▸ EXTRACTED ENTRIES:
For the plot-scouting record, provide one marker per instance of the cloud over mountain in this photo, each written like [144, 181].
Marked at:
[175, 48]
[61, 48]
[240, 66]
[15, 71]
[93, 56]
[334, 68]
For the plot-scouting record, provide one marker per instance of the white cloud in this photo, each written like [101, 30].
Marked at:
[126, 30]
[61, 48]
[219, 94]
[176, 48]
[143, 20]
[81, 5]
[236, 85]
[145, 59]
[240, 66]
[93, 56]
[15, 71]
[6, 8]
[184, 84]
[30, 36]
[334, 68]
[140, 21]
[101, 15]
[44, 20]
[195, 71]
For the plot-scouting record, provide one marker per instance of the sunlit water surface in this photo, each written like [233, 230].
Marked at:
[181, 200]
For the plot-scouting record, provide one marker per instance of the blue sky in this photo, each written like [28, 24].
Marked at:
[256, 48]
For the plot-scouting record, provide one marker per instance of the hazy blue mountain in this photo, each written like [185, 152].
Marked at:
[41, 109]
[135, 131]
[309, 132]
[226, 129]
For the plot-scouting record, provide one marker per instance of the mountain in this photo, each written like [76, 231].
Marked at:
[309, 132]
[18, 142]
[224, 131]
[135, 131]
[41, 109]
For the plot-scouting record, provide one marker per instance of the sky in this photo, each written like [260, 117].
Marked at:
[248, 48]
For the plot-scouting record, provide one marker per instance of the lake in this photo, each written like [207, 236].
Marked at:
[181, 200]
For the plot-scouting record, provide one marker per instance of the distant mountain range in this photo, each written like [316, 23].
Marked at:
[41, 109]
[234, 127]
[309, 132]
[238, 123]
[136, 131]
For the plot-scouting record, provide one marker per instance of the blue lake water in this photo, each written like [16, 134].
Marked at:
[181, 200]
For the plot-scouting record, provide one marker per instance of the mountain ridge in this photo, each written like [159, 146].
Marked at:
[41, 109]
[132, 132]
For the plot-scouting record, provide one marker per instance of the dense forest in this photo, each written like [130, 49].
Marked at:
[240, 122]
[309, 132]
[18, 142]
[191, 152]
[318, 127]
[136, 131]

▸ YOUR GOAL:
In the listing above, find the line containing "like [207, 236]." and the line containing "like [159, 146].", then repeat those two lines and everything between them exactly.

▸ RESPONSE BOX:
For the plot-scouting record, provide one marker per instance of the lake in this photo, each written like [207, 236].
Marked at:
[181, 200]
For the plot-scouting record, provide one marker per instance of the distant mountain range in this photo, each written like [316, 23].
Marked at:
[41, 109]
[234, 127]
[309, 132]
[238, 123]
[136, 131]
For the plot-scouting record, provide one marker per instance of the blue lake water in this photo, each written like [16, 134].
Marked at:
[181, 200]
For the plot-scouting record, provide one marker per instance of the mountain ridge in this photo, each written like [159, 146].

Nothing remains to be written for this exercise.